**The exercise:**
Copy the lines of every row below word for word, leaving the pictures out.

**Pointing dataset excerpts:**
^^^^^^^^^^^^^^^^
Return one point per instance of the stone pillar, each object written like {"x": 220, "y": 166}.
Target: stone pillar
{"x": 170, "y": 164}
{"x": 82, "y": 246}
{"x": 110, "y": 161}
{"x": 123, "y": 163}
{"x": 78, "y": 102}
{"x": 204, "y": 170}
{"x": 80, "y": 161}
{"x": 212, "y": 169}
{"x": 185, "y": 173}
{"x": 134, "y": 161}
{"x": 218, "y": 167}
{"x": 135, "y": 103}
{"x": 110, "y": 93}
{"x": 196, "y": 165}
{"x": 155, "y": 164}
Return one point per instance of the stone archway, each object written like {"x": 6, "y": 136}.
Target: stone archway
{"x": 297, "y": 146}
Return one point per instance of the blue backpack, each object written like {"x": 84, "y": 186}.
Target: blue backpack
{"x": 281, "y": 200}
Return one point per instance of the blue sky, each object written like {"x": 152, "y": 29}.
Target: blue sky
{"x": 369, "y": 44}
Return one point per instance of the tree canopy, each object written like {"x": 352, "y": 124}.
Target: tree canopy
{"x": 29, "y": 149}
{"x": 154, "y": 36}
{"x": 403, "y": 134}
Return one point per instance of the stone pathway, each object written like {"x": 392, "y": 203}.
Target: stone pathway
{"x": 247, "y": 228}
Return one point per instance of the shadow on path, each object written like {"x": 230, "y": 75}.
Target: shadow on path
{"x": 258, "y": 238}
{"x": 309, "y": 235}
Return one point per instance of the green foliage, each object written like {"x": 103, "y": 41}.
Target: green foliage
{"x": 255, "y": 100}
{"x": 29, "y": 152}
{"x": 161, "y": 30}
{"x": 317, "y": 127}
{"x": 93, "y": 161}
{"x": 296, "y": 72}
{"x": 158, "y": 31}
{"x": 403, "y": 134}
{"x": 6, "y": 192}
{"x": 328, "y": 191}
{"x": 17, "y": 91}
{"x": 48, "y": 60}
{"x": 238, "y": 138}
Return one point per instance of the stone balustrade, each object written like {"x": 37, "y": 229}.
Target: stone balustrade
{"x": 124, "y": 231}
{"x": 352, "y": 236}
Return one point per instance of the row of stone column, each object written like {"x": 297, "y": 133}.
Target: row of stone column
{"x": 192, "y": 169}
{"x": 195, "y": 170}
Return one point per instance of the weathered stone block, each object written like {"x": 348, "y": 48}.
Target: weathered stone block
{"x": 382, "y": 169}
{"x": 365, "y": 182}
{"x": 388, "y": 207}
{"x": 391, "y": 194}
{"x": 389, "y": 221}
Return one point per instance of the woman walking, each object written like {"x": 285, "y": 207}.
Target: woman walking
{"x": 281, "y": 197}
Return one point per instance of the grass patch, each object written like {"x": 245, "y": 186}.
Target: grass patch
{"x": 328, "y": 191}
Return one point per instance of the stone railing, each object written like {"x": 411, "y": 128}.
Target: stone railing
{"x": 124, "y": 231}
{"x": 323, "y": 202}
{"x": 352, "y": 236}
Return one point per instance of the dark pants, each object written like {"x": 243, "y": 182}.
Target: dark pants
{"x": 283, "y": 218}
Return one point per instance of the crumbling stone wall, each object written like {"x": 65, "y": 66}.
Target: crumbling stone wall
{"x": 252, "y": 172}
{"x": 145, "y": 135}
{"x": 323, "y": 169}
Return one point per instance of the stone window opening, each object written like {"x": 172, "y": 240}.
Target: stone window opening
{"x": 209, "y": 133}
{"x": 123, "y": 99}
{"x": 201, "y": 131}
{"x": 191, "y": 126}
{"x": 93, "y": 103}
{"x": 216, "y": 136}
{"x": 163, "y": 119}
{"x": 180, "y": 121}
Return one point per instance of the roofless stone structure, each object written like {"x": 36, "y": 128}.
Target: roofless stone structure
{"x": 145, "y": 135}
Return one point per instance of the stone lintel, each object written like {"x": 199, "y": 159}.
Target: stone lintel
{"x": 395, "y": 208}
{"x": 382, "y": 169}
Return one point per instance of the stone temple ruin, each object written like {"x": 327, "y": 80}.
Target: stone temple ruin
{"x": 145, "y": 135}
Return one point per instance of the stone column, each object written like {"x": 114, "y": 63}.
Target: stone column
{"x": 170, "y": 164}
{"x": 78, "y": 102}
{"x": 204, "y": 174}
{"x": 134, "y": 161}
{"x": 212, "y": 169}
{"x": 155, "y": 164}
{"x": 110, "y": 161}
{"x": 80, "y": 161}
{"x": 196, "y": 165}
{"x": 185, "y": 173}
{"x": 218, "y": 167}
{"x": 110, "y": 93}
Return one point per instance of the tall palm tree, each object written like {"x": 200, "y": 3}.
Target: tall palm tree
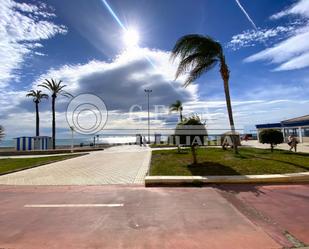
{"x": 177, "y": 107}
{"x": 56, "y": 89}
{"x": 1, "y": 132}
{"x": 37, "y": 96}
{"x": 199, "y": 54}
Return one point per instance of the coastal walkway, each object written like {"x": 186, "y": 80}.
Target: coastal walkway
{"x": 127, "y": 164}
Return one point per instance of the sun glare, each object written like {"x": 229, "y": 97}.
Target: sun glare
{"x": 131, "y": 38}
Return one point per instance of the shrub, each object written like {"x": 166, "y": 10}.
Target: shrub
{"x": 272, "y": 137}
{"x": 191, "y": 132}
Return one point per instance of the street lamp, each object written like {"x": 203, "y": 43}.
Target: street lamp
{"x": 98, "y": 139}
{"x": 148, "y": 91}
{"x": 72, "y": 141}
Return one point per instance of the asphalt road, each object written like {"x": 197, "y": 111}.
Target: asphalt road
^^^^^^^^^^^^^^^^
**Result below:**
Return one point per instance of the stone pillar, each object written like {"x": 220, "y": 166}.
Target: stone pillar
{"x": 170, "y": 164}
{"x": 82, "y": 246}
{"x": 110, "y": 161}
{"x": 123, "y": 163}
{"x": 78, "y": 102}
{"x": 204, "y": 170}
{"x": 80, "y": 161}
{"x": 212, "y": 169}
{"x": 185, "y": 173}
{"x": 134, "y": 161}
{"x": 218, "y": 167}
{"x": 135, "y": 103}
{"x": 110, "y": 93}
{"x": 196, "y": 165}
{"x": 155, "y": 164}
Return one point per instance of the stone archway, each object written like {"x": 6, "y": 136}.
Target: stone archway
{"x": 297, "y": 146}
Return one point per instance of the blue backpack, each object written like {"x": 84, "y": 186}.
Target: blue backpack
{"x": 281, "y": 200}
Return one point per instance of the blue sky, each object written like {"x": 152, "y": 29}.
Target: blue sky
{"x": 369, "y": 44}
Return one point per instance of the tree canopy, each object written like {"x": 352, "y": 124}.
Target: tree canopy
{"x": 29, "y": 149}
{"x": 154, "y": 36}
{"x": 403, "y": 134}
Return one point per instance of the stone pathway, each object written like {"x": 392, "y": 203}.
Target: stone pathway
{"x": 247, "y": 228}
Return one point per instance of the shadow on path, each object written like {"x": 230, "y": 75}.
Target: shadow on path
{"x": 258, "y": 238}
{"x": 309, "y": 235}
Return one point per instance of the green foliage, each object written like {"x": 103, "y": 41}.
Target: green foliage
{"x": 255, "y": 100}
{"x": 29, "y": 152}
{"x": 161, "y": 30}
{"x": 317, "y": 127}
{"x": 93, "y": 161}
{"x": 296, "y": 72}
{"x": 158, "y": 31}
{"x": 403, "y": 134}
{"x": 6, "y": 192}
{"x": 328, "y": 191}
{"x": 17, "y": 91}
{"x": 48, "y": 60}
{"x": 238, "y": 138}
Return one point per instance of the stone balustrade, each object written like {"x": 37, "y": 229}.
Target: stone balustrade
{"x": 124, "y": 231}
{"x": 352, "y": 236}
Return one point per instance of the row of stone column, each object written like {"x": 297, "y": 133}.
Target: row of stone column
{"x": 192, "y": 169}
{"x": 195, "y": 170}
Return one point per instance of the weathered stone block, each object written like {"x": 348, "y": 48}.
Target: weathered stone block
{"x": 382, "y": 169}
{"x": 365, "y": 182}
{"x": 388, "y": 207}
{"x": 391, "y": 194}
{"x": 389, "y": 221}
Return one point per instance of the woman walking, each object written like {"x": 285, "y": 207}.
Target: woman walking
{"x": 281, "y": 197}
Return one point per instance of the grass patch, each object written like {"x": 245, "y": 186}.
Target: grass patch
{"x": 328, "y": 191}
Return one point per instance of the stone railing, each object written like {"x": 411, "y": 128}.
Target: stone railing
{"x": 124, "y": 231}
{"x": 323, "y": 202}
{"x": 352, "y": 236}
Return one point per instance of the dark pants, each object written like {"x": 243, "y": 182}.
Target: dark pants
{"x": 283, "y": 218}
Return one point per instance of the crumbling stone wall, each object written like {"x": 65, "y": 66}.
Target: crumbling stone wall
{"x": 252, "y": 172}
{"x": 145, "y": 135}
{"x": 323, "y": 169}
Return one point per instance of the stone window opening, each object written like {"x": 172, "y": 240}.
Target: stone window opening
{"x": 209, "y": 133}
{"x": 123, "y": 99}
{"x": 201, "y": 131}
{"x": 191, "y": 126}
{"x": 93, "y": 103}
{"x": 216, "y": 136}
{"x": 163, "y": 119}
{"x": 180, "y": 121}
Return one point per instance of the roofless stone structure, each object written like {"x": 36, "y": 128}.
Target: roofless stone structure
{"x": 145, "y": 135}
Return one point per instance of the stone lintel, each object written like {"x": 199, "y": 159}.
Target: stone lintel
{"x": 395, "y": 208}
{"x": 382, "y": 169}
Return one point per instance of the stone temple ruin, each object written like {"x": 327, "y": 80}.
Target: stone temple ruin
{"x": 145, "y": 135}
Return one point per instance of the stone column, each object written like {"x": 114, "y": 63}.
Target: stone column
{"x": 170, "y": 164}
{"x": 78, "y": 102}
{"x": 204, "y": 174}
{"x": 134, "y": 161}
{"x": 212, "y": 169}
{"x": 155, "y": 164}
{"x": 110, "y": 161}
{"x": 80, "y": 161}
{"x": 196, "y": 165}
{"x": 185, "y": 173}
{"x": 218, "y": 167}
{"x": 110, "y": 93}
Return one point per instance of the tall palm tree, each object written like {"x": 200, "y": 3}.
Target: tall palm tree
{"x": 177, "y": 107}
{"x": 56, "y": 89}
{"x": 1, "y": 132}
{"x": 37, "y": 96}
{"x": 199, "y": 54}
Return one point per instance of the coastal walkway, each object written like {"x": 186, "y": 80}.
Target: coastal walkway
{"x": 127, "y": 164}
Return one point per instance of the sun glare, each object written like {"x": 229, "y": 97}.
Target: sun glare
{"x": 131, "y": 38}
Return one point per instance of the shrub, each object written like {"x": 166, "y": 10}.
Target: shrub
{"x": 272, "y": 137}
{"x": 191, "y": 132}
Return one point per instance of the street lamp, each object written like {"x": 203, "y": 43}.
Target: street lamp
{"x": 98, "y": 139}
{"x": 148, "y": 91}
{"x": 72, "y": 141}
Return one point per instance of the asphalt road, each object written like {"x": 197, "y": 111}.
Target: asphalt road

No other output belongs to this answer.